Everything in the listing below must be reproduced exactly, apart from its images.

------------------------------------

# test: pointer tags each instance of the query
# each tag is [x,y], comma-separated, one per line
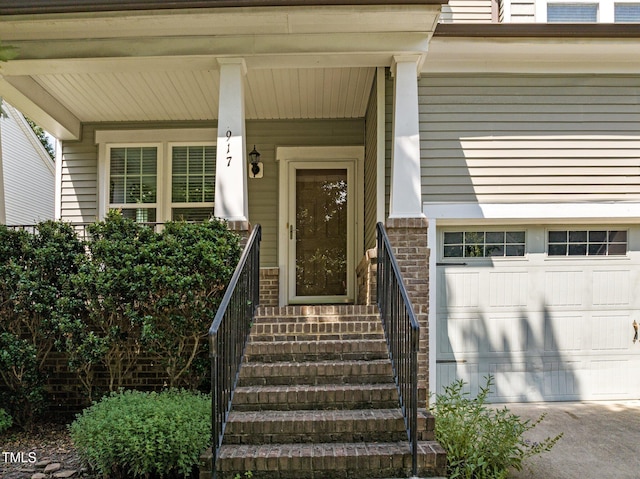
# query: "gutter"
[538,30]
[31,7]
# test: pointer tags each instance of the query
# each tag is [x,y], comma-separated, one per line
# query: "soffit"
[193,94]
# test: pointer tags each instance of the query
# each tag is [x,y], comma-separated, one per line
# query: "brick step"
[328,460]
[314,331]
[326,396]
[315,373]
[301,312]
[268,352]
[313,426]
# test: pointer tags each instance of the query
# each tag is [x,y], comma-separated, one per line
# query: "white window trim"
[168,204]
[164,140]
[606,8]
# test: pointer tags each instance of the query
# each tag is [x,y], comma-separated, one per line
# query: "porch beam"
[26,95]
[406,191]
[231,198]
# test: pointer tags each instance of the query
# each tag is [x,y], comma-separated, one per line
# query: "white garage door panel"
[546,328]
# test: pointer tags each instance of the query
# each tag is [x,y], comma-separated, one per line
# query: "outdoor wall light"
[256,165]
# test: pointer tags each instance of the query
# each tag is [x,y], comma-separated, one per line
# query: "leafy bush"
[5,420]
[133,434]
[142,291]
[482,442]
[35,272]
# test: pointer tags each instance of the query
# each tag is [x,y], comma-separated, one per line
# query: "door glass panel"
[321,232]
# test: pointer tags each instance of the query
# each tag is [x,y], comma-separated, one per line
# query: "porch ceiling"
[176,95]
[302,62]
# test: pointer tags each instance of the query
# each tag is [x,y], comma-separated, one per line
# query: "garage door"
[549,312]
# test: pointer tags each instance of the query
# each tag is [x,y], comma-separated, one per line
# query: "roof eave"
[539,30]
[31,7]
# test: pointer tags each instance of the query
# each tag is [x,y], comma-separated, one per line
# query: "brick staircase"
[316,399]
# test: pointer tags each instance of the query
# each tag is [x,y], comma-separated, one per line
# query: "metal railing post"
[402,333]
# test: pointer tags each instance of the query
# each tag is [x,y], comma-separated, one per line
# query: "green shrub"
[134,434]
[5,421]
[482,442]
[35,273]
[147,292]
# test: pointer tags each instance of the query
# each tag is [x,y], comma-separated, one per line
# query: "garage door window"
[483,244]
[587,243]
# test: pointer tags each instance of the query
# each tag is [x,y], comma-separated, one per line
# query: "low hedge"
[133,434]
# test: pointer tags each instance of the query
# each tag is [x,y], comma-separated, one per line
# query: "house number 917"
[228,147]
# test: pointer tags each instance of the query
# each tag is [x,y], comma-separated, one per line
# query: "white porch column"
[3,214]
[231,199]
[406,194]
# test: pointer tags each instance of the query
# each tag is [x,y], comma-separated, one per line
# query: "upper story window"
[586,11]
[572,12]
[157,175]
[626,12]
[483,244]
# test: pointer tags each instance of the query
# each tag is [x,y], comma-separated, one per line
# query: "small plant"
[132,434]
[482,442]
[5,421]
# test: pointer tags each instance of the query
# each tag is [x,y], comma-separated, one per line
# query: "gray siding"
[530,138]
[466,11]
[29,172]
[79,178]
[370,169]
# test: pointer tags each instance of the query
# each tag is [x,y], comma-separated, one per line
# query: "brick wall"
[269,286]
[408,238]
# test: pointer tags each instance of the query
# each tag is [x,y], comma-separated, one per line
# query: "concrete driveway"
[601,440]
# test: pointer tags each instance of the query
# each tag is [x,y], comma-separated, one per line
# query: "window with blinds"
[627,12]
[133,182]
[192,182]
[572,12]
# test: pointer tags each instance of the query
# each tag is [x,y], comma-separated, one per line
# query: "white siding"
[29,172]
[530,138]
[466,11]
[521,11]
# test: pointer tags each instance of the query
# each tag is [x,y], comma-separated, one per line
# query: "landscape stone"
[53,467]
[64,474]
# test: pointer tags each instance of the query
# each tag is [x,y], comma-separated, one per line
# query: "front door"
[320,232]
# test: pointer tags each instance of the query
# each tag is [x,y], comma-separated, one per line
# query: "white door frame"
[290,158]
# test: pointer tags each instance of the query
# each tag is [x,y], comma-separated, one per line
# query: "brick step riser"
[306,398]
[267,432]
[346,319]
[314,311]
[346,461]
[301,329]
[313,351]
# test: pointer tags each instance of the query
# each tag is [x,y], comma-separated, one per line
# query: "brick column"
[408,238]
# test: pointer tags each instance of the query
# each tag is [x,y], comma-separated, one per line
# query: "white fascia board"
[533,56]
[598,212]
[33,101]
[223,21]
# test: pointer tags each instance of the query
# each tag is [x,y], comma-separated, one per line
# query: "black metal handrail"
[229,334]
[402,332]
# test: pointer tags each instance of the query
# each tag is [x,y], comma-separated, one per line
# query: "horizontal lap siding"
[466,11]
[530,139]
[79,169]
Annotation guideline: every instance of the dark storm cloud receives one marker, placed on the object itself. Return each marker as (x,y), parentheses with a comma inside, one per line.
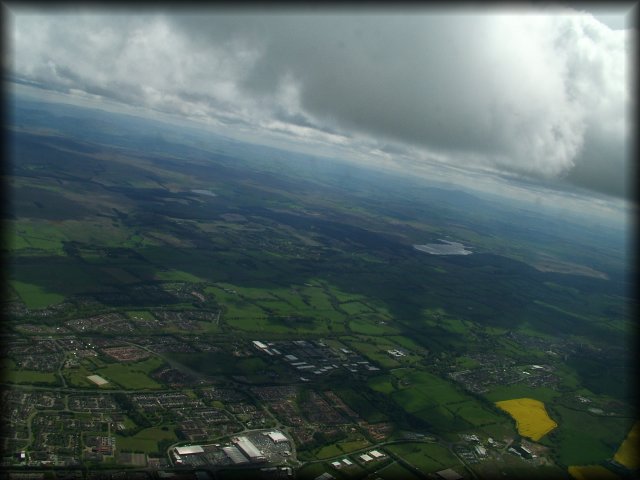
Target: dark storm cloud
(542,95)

------------------------------------

== Task solution ==
# test: pointer tags each instance of the query
# each tag is [x,y], comma-separated, one per line
# query: "gutter"
[538,30]
[31,7]
# test: pointer tags each instance of the query
# each tag is [x,y], comma-separated, one per line
# query: "soffit"
[193,94]
# test: pointer tags each instance of the query
# each tag is [x,y], comma-separated, one per line
# query: "brick step"
[328,460]
[314,331]
[326,396]
[315,373]
[301,312]
[268,352]
[313,426]
# test: pointer tags each instance of the query
# each tag is [x,y], comma-separated, one per line
# query: "white window trim"
[168,204]
[164,140]
[606,8]
# test: pointer tags each instance of the query
# each tag is [x,y], comma-separated, one per line
# query: "porch beam"
[26,95]
[406,191]
[231,198]
# test: pointer tags each instance of the query
# each tag is [x,y], comma-separated, one per line
# query: "white garage door panel"
[546,328]
# test: pointer tags each instance of the query
# each tag is [x,y], comma-separated, one per line
# query: "outdoor wall light"
[256,165]
# test: pointer tags each instance of the query
# each tag is [x,y], comma-separated, one per line
# query: "leafy bush"
[5,420]
[133,434]
[142,291]
[482,442]
[35,272]
# test: pointer tags each instance of the query
# each tag is [x,y], comma-separated, one per line
# query: "door glass panel"
[321,232]
# test: pointer tags each instance of the query
# each tag is [x,y], comma-separated, one per line
# query: "porch ceiling"
[176,95]
[302,62]
# test: pointer tags each instance of the query
# each tag is [x,y], comma-separated, one per line
# query: "garage door"
[549,312]
# test: pointer tags each instance of the query
# each tag is [x,y], comma-separated, one per line
# query: "roof eave"
[539,30]
[31,7]
# test: pointer tags each instance of the query
# each tag is [x,y], comma-separated, one per line
# query: "brick staircase"
[316,399]
# test: pointer tags each instance of the query
# each tag is [x,y], comma-separated, one per line
# query: "metal railing post"
[402,333]
# test: pointer tags each instance of the query
# each tag is [x,y], comma-separated, one per line
# query: "green shrub"
[134,434]
[5,421]
[482,442]
[35,273]
[147,292]
# test: pointer tags each instance of the query
# each tag is [x,y], comma-separated, one per line
# query: "garage door window"
[483,244]
[587,243]
# test: pointer tags each instance of the query
# each tag is [x,y], comma-separated, one per line
# query: "low hedge"
[133,434]
# test: pointer tags each instance of the query
# each tag is [x,y], comma-separated, one per line
# query: "house number 917"
[228,147]
# test: pointer tags each instance of the query
# each tag is [x,y], comma-separated, one per line
# query: "white porch column"
[3,214]
[231,199]
[406,194]
# test: pointer tags each instance of the query
# each tag is [x,y], comma-separated, one per line
# query: "upper story window"
[586,11]
[572,12]
[157,175]
[626,12]
[483,244]
# test: pointer tags each instance of the query
# each tag is [x,y], comma-separated, one per line
# query: "small plant"
[132,434]
[482,442]
[5,421]
# test: pointer tags each instance of the query
# each tag is [x,y], comma-separated, one per line
# query: "gray siding"
[530,138]
[466,11]
[29,172]
[79,178]
[370,169]
# test: pointer tags each instance of the query
# each tag is [x,y], comma-separated, one per line
# query: "brick wall"
[269,286]
[408,238]
# test: pointer tags each instance of the query
# each tag is [x,y], comma-separated, one per line
# query: "concrete driveway"
[601,440]
# test: pointer tags each instance of the query
# each tag is [x,y], comma-separated, one per line
# query: "window with blinds"
[627,12]
[133,182]
[192,182]
[572,12]
# test: pointer tags each instance of the query
# each tag is [x,y], comma-separated, one per line
# query: "white siding"
[29,172]
[530,138]
[466,11]
[521,11]
# test: pointer tags each instance of the query
# each tag is [x,y], comma-separated, one per line
# query: "landscape stone"
[53,467]
[64,474]
# test: pointer tags each instance of the query
# each tag is [x,y], comma-separated, one per line
# query: "front door"
[320,232]
# test: pointer tags each instance of the query
# each tag is [x,y], comma-separated, one per line
# query: "white door frame"
[290,158]
# test: pointer tags each instance of the query
# each tag is [x,y], comma-separated, one per line
# query: "brick step riser"
[306,398]
[267,432]
[346,319]
[314,311]
[346,461]
[301,329]
[313,351]
# test: pointer tags each instance of the query
# each tag is [x,y], comma-separated, one per line
# query: "brick column"
[408,238]
# test: pointer tags each instance of the query
# each tag is [x,y], comma-separated, one per line
# query: "white fascia board"
[533,56]
[598,212]
[33,101]
[223,21]
# test: pointer tags each instance of the query
# each tag is [x,y], comma-separated, one per line
# query: "black metal handrail"
[229,334]
[402,332]
# test: pointer tags each instance of the query
# each tag is [x,y], comma-separated, one per line
# query: "horizontal lap siding"
[466,11]
[530,139]
[79,169]
Annotation guideline: every instance of the dark storm cloud receives one marker, placed on the object itself. Return each marker as (x,y), parentheses with a comma inside, one per line.
Target: dark storm cloud
(542,95)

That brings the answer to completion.